----- Material for the task

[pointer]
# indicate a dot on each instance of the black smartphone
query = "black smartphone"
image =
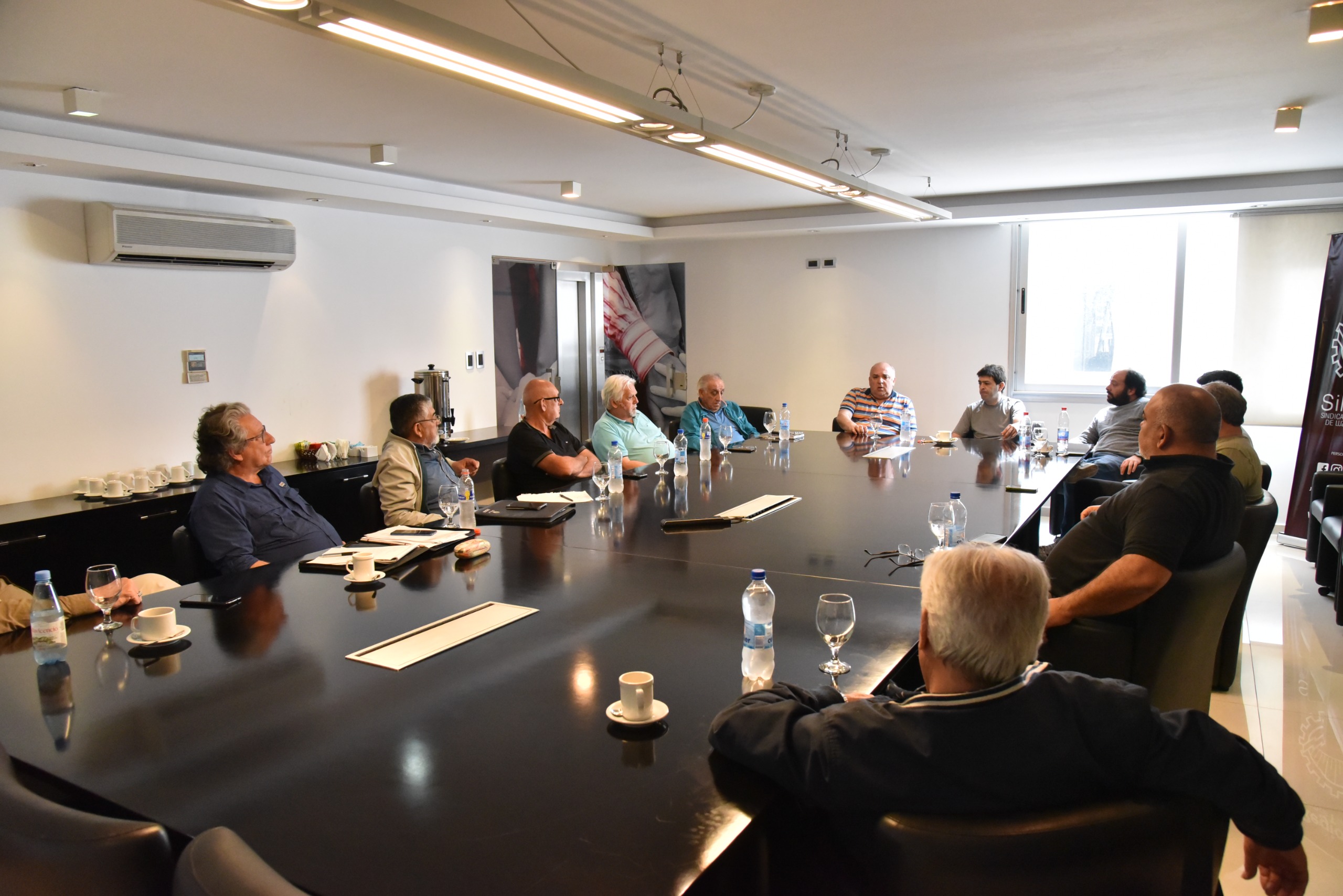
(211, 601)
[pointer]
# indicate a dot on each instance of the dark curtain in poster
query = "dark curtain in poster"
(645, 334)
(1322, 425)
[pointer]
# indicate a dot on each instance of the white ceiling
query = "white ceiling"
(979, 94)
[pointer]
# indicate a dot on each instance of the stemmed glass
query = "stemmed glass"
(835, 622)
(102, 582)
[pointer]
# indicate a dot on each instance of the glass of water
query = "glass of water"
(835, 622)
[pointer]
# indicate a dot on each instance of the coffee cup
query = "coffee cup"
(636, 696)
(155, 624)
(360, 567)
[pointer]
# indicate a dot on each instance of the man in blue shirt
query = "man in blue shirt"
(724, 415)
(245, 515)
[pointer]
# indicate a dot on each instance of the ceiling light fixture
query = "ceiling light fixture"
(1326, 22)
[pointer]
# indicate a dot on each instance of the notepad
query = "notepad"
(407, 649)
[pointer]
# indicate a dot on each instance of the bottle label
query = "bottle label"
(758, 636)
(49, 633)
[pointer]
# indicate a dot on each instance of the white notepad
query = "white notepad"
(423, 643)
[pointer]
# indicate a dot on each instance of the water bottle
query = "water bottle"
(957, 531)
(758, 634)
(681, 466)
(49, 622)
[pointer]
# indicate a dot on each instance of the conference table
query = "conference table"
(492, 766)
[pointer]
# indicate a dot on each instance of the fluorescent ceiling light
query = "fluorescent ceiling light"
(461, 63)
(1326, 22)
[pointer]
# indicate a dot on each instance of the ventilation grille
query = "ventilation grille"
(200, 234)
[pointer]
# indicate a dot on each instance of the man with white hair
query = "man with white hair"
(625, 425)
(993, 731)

----------

> **Your objective**
Copy out each line of the listing above that contains the string "coffee". The match is case-sensitive.

> **Written answer**
# indicate a dot on each instance of the coffee cup
query = "coffee cup"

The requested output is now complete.